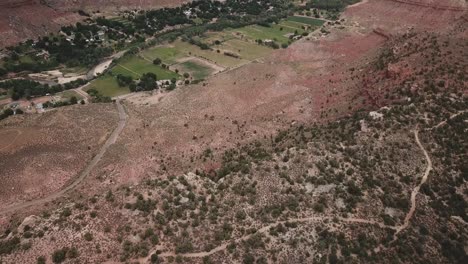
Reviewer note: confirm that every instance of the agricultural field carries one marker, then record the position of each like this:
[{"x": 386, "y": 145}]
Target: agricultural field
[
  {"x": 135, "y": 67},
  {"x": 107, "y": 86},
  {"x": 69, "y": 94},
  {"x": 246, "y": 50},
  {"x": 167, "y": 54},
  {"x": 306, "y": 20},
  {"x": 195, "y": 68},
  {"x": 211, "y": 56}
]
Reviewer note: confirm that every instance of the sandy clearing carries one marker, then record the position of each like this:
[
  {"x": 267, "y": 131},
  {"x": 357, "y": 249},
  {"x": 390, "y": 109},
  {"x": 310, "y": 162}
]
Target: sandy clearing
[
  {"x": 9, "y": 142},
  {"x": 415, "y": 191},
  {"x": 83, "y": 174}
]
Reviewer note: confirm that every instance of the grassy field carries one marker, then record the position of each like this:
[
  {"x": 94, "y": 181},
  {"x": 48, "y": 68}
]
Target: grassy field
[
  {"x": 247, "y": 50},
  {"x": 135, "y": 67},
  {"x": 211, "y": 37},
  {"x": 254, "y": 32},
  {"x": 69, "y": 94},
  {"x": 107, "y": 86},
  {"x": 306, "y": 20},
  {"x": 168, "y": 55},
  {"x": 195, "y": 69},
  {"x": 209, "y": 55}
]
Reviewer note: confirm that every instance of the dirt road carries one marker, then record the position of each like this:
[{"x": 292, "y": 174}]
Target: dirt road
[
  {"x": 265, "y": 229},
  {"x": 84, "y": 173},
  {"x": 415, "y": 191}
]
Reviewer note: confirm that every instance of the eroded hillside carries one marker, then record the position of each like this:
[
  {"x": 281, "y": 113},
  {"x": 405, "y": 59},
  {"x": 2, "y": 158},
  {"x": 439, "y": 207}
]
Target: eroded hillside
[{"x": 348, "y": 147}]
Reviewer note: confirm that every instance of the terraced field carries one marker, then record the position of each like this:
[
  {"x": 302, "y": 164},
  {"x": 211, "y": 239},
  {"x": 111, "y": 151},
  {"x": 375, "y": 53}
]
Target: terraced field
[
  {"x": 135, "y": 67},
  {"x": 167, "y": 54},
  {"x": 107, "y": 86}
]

---

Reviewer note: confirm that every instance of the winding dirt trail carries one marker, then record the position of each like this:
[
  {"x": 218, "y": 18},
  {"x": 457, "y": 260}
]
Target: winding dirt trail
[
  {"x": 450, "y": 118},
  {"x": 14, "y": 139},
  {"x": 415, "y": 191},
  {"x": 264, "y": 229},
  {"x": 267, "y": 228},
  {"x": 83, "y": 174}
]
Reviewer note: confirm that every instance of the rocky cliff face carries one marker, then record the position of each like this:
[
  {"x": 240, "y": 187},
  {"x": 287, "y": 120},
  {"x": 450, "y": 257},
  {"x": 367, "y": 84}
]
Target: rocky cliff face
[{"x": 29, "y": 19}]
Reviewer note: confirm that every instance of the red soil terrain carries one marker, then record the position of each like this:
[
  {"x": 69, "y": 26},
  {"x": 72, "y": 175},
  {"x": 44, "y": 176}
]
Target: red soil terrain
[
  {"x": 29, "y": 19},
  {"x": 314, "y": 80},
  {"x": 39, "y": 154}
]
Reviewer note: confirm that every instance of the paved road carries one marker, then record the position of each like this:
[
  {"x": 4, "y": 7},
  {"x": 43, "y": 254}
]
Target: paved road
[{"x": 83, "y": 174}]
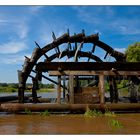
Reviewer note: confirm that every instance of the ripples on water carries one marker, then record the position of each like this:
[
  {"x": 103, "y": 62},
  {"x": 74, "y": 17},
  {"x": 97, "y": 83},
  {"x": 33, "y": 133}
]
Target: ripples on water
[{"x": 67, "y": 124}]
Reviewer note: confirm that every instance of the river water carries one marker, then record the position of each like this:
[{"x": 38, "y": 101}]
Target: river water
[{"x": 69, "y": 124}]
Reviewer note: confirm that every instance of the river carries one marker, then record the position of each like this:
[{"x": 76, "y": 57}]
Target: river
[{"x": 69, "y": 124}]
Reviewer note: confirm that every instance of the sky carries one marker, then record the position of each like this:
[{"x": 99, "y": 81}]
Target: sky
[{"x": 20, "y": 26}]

=== Exercise ===
Pull out each line of the listing above that contains the word "water", and copy those lines in their original order.

=== Task response ===
Reviewer note: confirm that every instance of the ripples on water carries one marker, then record the position of each like this:
Target: ripples on water
Reviewer note: confirm that every instance of the river water carries one marker, then record the position of each like this:
Target: river water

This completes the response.